◆ **Reading passage**

Models - Create

Creates a new voice model.

PUT {endpoint}/customvoice/models/{id}?api-version=2026-01-01

URI Parameters

Name In Required Type Description
endpoint
path True

string (uri)

Supported Cognitive Services endpoints (protocol and hostname, for example: https://eastus.api.cognitive.microsoft.com).

id
path True

string

minLength: 3
maxLength: 64
pattern: ^[a-zA-Z0-9][a-zA-Z0-9._-]{1,62}[a-zA-Z0-9]$

Resource id

api-version
query True

string

minLength: 1

The API version to use for this operation.

Request Header

Name Required Type Description
Operation-Id

string

minLength: 3
maxLength: 64
pattern: ^[a-zA-Z0-9][a-zA-Z0-9._-]{1,62}[a-zA-Z0-9]$

ID of the status monitor for the operation. If the Operation-Id header matches an existing operation and the request is not identical to the prior request, it will fail with a 400 Bad Request.

Request Body

Name Required Type Description
consentId True

string

minLength: 3
maxLength: 64
pattern: ^[a-zA-Z0-9][a-zA-Z0-9._-]{1,62}[a-zA-Z0-9]$

Resource id

projectId True

string

minLength: 3
maxLength: 64
pattern: ^[a-zA-Z0-9][a-zA-Z0-9._-]{1,62}[a-zA-Z0-9]$

Resource id

recipe True

Recipe

Recipe for model building. Different recipes have different capability.

trainingSetId True

string

minLength: 3
maxLength: 64
pattern: ^[a-zA-Z0-9][a-zA-Z0-9._-]{1,62}[a-zA-Z0-9]$

Resource id

description

string

Model description

locale

string

The locale of this model. Locale code follows BCP-47. You can find the text to speech locale list here https://learn.microsoft.com/azure/ai-services/speech-service/language-support?tabs=tts.

◆ **Dataset extract**
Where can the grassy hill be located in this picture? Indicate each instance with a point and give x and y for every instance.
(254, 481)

◆ **Written instruction**
Name every request body field that the voice model creation reference marks as required.

◆ **Solution for this exercise**
consentId, projectId, recipe, trainingSetId